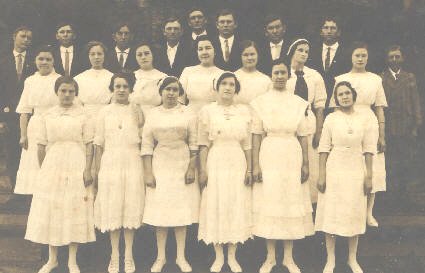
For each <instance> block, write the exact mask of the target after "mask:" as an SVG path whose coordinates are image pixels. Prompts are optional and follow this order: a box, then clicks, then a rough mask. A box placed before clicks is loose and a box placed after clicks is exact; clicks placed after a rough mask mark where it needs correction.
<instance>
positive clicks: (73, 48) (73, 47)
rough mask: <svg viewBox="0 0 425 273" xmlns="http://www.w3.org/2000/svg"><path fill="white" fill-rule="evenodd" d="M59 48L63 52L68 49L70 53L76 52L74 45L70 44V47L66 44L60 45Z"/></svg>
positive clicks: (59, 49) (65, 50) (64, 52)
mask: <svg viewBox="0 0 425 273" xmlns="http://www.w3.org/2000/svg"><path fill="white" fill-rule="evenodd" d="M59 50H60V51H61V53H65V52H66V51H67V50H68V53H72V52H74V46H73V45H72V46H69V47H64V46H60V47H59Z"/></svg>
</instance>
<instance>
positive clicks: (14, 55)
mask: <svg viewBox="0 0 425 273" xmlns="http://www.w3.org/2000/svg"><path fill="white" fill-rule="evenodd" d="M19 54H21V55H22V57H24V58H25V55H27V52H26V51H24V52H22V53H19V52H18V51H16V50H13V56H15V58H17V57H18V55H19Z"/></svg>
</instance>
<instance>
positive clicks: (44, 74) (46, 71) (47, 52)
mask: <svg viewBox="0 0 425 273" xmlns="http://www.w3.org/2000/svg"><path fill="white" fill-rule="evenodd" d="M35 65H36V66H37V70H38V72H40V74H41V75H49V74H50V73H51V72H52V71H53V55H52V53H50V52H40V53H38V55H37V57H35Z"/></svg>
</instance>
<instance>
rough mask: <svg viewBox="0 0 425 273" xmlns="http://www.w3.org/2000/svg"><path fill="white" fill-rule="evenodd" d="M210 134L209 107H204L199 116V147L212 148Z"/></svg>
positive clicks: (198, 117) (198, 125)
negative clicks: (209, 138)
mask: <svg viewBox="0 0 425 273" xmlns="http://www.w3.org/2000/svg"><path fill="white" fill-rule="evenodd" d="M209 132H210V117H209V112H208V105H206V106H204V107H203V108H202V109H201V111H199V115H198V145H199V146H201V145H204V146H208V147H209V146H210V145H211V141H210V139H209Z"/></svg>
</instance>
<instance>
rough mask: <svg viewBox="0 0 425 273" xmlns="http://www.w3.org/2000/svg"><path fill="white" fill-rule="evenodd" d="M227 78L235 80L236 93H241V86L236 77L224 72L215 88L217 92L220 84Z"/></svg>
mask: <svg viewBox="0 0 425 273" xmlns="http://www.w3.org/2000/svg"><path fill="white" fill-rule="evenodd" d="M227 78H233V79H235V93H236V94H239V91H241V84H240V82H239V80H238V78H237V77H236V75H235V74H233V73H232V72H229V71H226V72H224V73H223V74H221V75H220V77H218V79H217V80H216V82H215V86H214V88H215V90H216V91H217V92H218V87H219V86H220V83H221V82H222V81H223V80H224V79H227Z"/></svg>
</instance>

□ □ □ □ □ □ □

__PROBLEM STATEMENT__: Give the listing above again in its entirety, exactly as written and free of images.

__OUTPUT OF THE TASK__:
For each <instance> block, write the exact mask of the target after "mask:" as an SVG path whose coordinates are image pixels. Prompts are optional and follow this order: a box, then clicks, then a rough mask. A box placed before clicks is loose and a box placed after clicks is exact; clicks placed after a rough mask mark where it needs correction.
<instance>
positive clicks: (73, 48) (73, 47)
rough mask: <svg viewBox="0 0 425 273" xmlns="http://www.w3.org/2000/svg"><path fill="white" fill-rule="evenodd" d="M59 48L63 52L68 49L70 53L76 52L74 45L70 44V47L66 44L60 45Z"/></svg>
positive clicks: (59, 49) (65, 50) (64, 52)
mask: <svg viewBox="0 0 425 273" xmlns="http://www.w3.org/2000/svg"><path fill="white" fill-rule="evenodd" d="M59 50H60V51H61V53H65V52H66V51H67V50H68V53H72V52H74V46H73V45H72V46H69V47H64V46H60V47H59Z"/></svg>
</instance>
<instance>
positive clicks: (14, 55)
mask: <svg viewBox="0 0 425 273" xmlns="http://www.w3.org/2000/svg"><path fill="white" fill-rule="evenodd" d="M19 54H21V55H22V57H24V58H25V55H27V52H26V51H24V52H22V53H19V52H18V51H16V50H13V56H15V58H17V57H18V55H19Z"/></svg>
</instance>
<instance>
positive clicks: (44, 74) (46, 71) (47, 52)
mask: <svg viewBox="0 0 425 273" xmlns="http://www.w3.org/2000/svg"><path fill="white" fill-rule="evenodd" d="M35 65H36V66H37V70H38V72H40V74H41V75H49V74H50V73H51V72H52V71H53V55H52V53H50V52H40V53H38V55H37V57H35Z"/></svg>
</instance>
<instance>
rough mask: <svg viewBox="0 0 425 273" xmlns="http://www.w3.org/2000/svg"><path fill="white" fill-rule="evenodd" d="M210 134L209 107H204L199 116V147L212 148Z"/></svg>
positive clicks: (198, 117) (198, 125)
negative clicks: (209, 138)
mask: <svg viewBox="0 0 425 273" xmlns="http://www.w3.org/2000/svg"><path fill="white" fill-rule="evenodd" d="M209 132H210V117H209V112H208V105H206V106H204V107H203V108H202V109H201V111H199V115H198V145H199V146H201V145H204V146H208V147H209V146H210V145H211V141H210V139H209Z"/></svg>
</instance>
<instance>
rough mask: <svg viewBox="0 0 425 273" xmlns="http://www.w3.org/2000/svg"><path fill="white" fill-rule="evenodd" d="M227 78L235 80L236 93H241V86L236 77L224 72L215 88L217 92L220 84Z"/></svg>
mask: <svg viewBox="0 0 425 273" xmlns="http://www.w3.org/2000/svg"><path fill="white" fill-rule="evenodd" d="M227 78H233V79H235V93H236V94H239V91H241V84H240V82H239V80H238V78H237V77H236V75H235V74H233V73H232V72H229V71H226V72H224V73H223V74H221V75H220V77H218V79H217V80H216V82H215V86H214V88H215V90H216V91H217V92H218V87H219V86H220V83H221V82H222V81H223V80H224V79H227Z"/></svg>
</instance>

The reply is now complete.